TEKSTFRAGMENT:
#####
De olieprijzen staan nog steeds op een historisch dieptepunt en een groot gedeelte van de wereldbevolking werkt nog altijd thuis. Maar er komen steeds meer signalen dat het ergste achter de rug is op de oliemarkt en dat de vraag langzaam terugkeert.
Maandag meldde persbureau Bloomberg dat de olievoorraden in China in april zijn gedaald. In tegenstelling tot de Verenigde Staten geeft China zelden informatie over de eigen olievoorraden. De cijfers zijn gebaseerd op schattingen van dataverzamelaars, die met behulp van complexe berekeningen en gegevens van satellieten proberen om een goed beeld te krijgen van de Chinese olie-industrie.
Chinese olievoorraad
Het is bijvoorbeeld mogelijk om bij sommige olieopslagtanks vanuit de lucht te zien hoe vol ze zitten, omdat het dak meebeweegt met de hoeveelheid olie die in de tank is opgeslagen. Volgens consultant SIA Energy slonk de voorraad in China in april met 9,5 miljoen vaten. De Chinezen zullen overigens voorlopig niet zonder ruwe olie komen te zitten, want in het eerste kwartaal van 2020 kwamen er nog 161 miljoen vaten bij.
Maar de afname van de olieplas in de grootste olie-importeur ter wereld wordt door analisten toch als een teken aan de wand gezien. 'China kreeg als eerste te maken met het coronavirus en kwam ook als eerste weer uit de lockdowns. In die zin kan China een voorbode zijn van wat ons te wachten staat,' zegt analist Warren Patterson van ING vanuit Singapore.
Forenzen vermijden het openbaar vervoer
En dat is welkom nieuws voor de olie-industrie, die dreigde te verzuipen in een vloedgolf aan ruwe olie. De vraag viel zo plotseling weg, dat het aanbod veel te groot bleef. Daardoor liepen de opslagtanks wereldwijd heel snel vol. Dat de tanks in grootverbruiker China nu weer langzaam leeglopen, biedt hoop voor de nabije toekomst.
#####
RUWE GEGEVENS:
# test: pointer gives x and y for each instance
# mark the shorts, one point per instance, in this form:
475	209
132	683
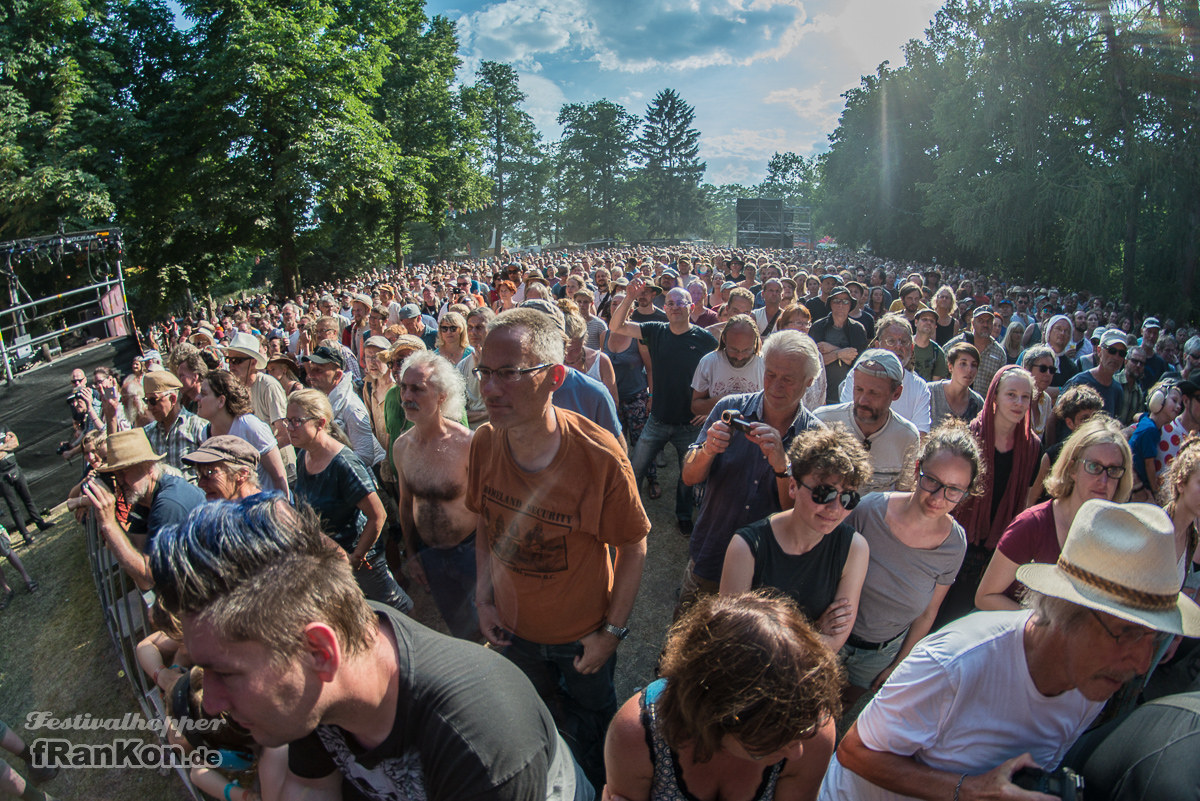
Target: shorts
864	664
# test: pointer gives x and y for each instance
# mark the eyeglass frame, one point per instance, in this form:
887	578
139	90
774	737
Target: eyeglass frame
507	374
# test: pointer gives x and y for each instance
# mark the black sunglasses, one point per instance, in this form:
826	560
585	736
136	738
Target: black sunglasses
825	494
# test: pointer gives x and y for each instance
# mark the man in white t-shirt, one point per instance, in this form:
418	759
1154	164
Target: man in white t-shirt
889	439
999	691
733	368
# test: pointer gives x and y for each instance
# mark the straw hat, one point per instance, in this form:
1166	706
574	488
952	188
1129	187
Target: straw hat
1120	559
126	449
246	344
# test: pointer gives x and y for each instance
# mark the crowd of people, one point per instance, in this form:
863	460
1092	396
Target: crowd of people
966	504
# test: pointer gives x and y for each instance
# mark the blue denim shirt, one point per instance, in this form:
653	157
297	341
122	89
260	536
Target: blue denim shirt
741	486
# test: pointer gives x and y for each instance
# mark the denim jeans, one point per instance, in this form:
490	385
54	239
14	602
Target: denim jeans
378	584
582	705
654	438
451	576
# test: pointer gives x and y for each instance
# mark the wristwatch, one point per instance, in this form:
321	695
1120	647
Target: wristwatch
619	632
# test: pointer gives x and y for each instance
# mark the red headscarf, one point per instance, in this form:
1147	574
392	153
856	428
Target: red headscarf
976	513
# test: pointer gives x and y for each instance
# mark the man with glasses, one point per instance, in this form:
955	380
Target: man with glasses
877	381
995	692
1111	357
676	349
553	493
174	432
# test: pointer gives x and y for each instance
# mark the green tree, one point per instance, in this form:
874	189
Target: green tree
595	161
510	140
672	202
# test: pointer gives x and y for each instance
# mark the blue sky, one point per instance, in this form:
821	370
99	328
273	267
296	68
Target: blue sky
762	74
#####
Geef alsjeblieft het deel van de tekst over de oliemarkt letterlijk opnieuw, van "Maar de afname" tot en met "de nabije toekomst.". Voor deze opdracht heb je de lijst niet nodig.

Maar de afname van de olieplas in de grootste olie-importeur ter wereld wordt door analisten toch als een teken aan de wand gezien. 'China kreeg als eerste te maken met het coronavirus en kwam ook als eerste weer uit de lockdowns. In die zin kan China een voorbode zijn van wat ons te wachten staat,' zegt analist Warren Patterson van ING vanuit Singapore.
Forenzen vermijden het openbaar vervoer
En dat is welkom nieuws voor de olie-industrie, die dreigde te verzuipen in een vloedgolf aan ruwe olie. De vraag viel zo plotseling weg, dat het aanbod veel te groot bleef. Daardoor liepen de opslagtanks wereldwijd heel snel vol. Dat de tanks in grootverbruiker China nu weer langzaam leeglopen, biedt hoop voor de nabije toekomst.